*AIM*
Copy out every one of the rows below word for word, leaving out the pictures.

*Region annotation rows*
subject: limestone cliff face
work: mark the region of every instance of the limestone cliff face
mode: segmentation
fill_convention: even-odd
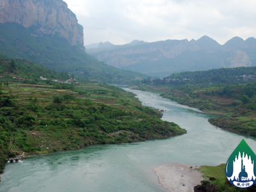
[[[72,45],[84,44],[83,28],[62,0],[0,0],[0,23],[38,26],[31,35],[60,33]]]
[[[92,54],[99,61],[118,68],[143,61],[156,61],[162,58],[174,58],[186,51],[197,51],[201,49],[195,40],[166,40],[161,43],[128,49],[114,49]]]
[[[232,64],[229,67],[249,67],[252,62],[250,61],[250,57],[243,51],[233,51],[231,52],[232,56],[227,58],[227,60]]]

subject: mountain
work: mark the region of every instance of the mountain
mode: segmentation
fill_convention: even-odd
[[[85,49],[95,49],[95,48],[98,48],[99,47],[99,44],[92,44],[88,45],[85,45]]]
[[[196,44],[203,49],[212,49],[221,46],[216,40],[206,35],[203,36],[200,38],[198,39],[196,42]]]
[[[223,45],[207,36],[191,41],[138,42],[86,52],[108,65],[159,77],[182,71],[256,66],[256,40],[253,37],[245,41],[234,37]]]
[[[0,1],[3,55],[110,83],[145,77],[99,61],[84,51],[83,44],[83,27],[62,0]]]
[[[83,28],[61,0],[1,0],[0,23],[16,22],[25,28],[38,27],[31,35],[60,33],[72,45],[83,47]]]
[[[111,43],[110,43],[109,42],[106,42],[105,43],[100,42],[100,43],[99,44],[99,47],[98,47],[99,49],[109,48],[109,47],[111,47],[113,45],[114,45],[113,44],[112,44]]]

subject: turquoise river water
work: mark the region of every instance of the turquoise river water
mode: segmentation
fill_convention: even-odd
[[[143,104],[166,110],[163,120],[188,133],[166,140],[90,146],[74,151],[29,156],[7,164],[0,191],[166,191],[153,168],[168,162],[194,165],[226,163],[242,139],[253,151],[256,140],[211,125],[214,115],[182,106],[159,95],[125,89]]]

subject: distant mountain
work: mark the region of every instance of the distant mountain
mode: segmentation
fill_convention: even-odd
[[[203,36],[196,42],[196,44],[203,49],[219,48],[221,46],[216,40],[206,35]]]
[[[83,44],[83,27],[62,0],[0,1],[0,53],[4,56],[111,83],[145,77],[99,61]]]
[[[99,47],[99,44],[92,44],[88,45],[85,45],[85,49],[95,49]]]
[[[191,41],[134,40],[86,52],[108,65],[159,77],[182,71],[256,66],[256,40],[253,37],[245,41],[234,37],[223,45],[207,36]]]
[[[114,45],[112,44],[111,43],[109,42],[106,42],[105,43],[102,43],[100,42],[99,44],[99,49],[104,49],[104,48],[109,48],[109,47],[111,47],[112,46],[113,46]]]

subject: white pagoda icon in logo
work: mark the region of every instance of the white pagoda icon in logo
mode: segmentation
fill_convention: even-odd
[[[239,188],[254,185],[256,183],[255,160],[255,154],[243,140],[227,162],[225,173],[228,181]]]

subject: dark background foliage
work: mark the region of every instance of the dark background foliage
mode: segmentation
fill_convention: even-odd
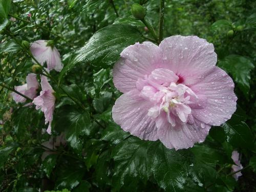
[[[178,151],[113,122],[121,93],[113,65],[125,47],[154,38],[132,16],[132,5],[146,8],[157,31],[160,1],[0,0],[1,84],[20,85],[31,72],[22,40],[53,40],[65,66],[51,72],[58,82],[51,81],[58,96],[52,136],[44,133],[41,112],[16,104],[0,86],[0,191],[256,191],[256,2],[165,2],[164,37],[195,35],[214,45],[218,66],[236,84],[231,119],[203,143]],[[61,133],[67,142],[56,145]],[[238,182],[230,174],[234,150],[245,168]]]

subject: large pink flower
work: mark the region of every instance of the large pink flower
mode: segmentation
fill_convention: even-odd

*TASK ANSWER*
subject: limestone cliff face
work: mark the region of every instance of the limestone cliff face
mode: segmentation
fill_convention: even-odd
[[[72,45],[84,44],[83,28],[62,0],[0,0],[0,23],[38,26],[31,35],[60,33]]]
[[[92,54],[99,61],[118,68],[143,61],[156,61],[162,58],[174,58],[186,51],[197,51],[201,49],[195,40],[166,40],[161,43],[128,49],[114,49]]]
[[[232,64],[229,67],[249,67],[252,62],[250,61],[250,57],[243,51],[233,51],[231,52],[232,56],[227,58],[227,60]]]

subject: mountain
work: mark the region of every instance of the mountain
mode: segmentation
fill_convention: even-odd
[[[85,49],[95,49],[95,48],[98,48],[99,47],[99,44],[92,44],[88,45],[85,45]]]
[[[196,44],[203,49],[212,49],[221,46],[216,40],[206,35],[203,36],[200,38],[198,39],[196,42]]]
[[[223,45],[207,36],[191,41],[138,42],[86,52],[108,65],[159,77],[182,71],[256,66],[256,40],[253,37],[245,41],[234,37]]]
[[[0,1],[3,55],[110,83],[145,77],[99,61],[84,51],[83,44],[83,27],[62,0]]]
[[[83,28],[61,0],[1,0],[0,23],[16,22],[25,28],[38,27],[31,35],[60,33],[72,45],[83,47]]]
[[[111,43],[110,43],[109,42],[106,42],[105,43],[100,42],[100,43],[99,44],[99,47],[98,47],[99,49],[109,48],[109,47],[111,47],[113,45],[114,45],[113,44],[112,44]]]

subject: turquoise river water
work: mark the region of every instance of the turquoise river water
mode: segmentation
fill_convention: even-odd
[[[143,104],[166,110],[163,120],[188,133],[166,140],[90,146],[74,151],[29,156],[7,164],[0,191],[166,191],[153,168],[168,162],[194,165],[226,163],[242,139],[253,151],[256,140],[211,125],[214,115],[182,106],[159,95],[125,89]]]

subject: distant mountain
work: mark the region of every instance of the distant mountain
mode: segmentation
fill_convention: even-odd
[[[203,36],[196,42],[196,44],[203,49],[219,48],[221,46],[216,40],[206,35]]]
[[[83,44],[83,27],[62,0],[0,1],[0,53],[4,56],[111,83],[145,77],[99,61]]]
[[[99,47],[99,44],[92,44],[88,45],[85,45],[85,49],[95,49]]]
[[[191,41],[134,40],[86,52],[108,65],[159,77],[182,71],[256,66],[256,40],[253,37],[245,41],[234,37],[223,45],[207,36]]]
[[[114,45],[112,44],[111,43],[109,42],[106,42],[105,43],[102,43],[100,42],[99,44],[99,49],[104,49],[104,48],[109,48],[109,47],[111,47],[112,46],[113,46]]]

subject: white pagoda icon in logo
work: mark the region of every instance of the white pagoda icon in logo
mode: segmentation
fill_convention: even-odd
[[[239,188],[254,185],[256,183],[255,160],[255,154],[243,140],[227,162],[225,173],[228,181]]]

subject: dark background foliage
work: mark the region of every instance of the dark background foliage
mode: segmentation
fill_convention: even-odd
[[[178,151],[113,122],[121,93],[113,65],[125,47],[154,38],[132,16],[132,5],[146,8],[157,31],[160,1],[0,0],[1,84],[20,85],[31,72],[22,40],[53,40],[65,66],[51,72],[58,82],[51,81],[58,96],[52,136],[44,133],[41,112],[16,104],[0,86],[0,191],[256,191],[256,2],[165,2],[164,37],[195,35],[214,45],[218,66],[236,84],[231,119],[203,143]],[[61,133],[67,142],[56,145]],[[238,182],[230,174],[234,150],[245,168]]]

subject: large pink flower
work: mark the region of every instance of the large pink flower
mode: segmentation
fill_convention: even-odd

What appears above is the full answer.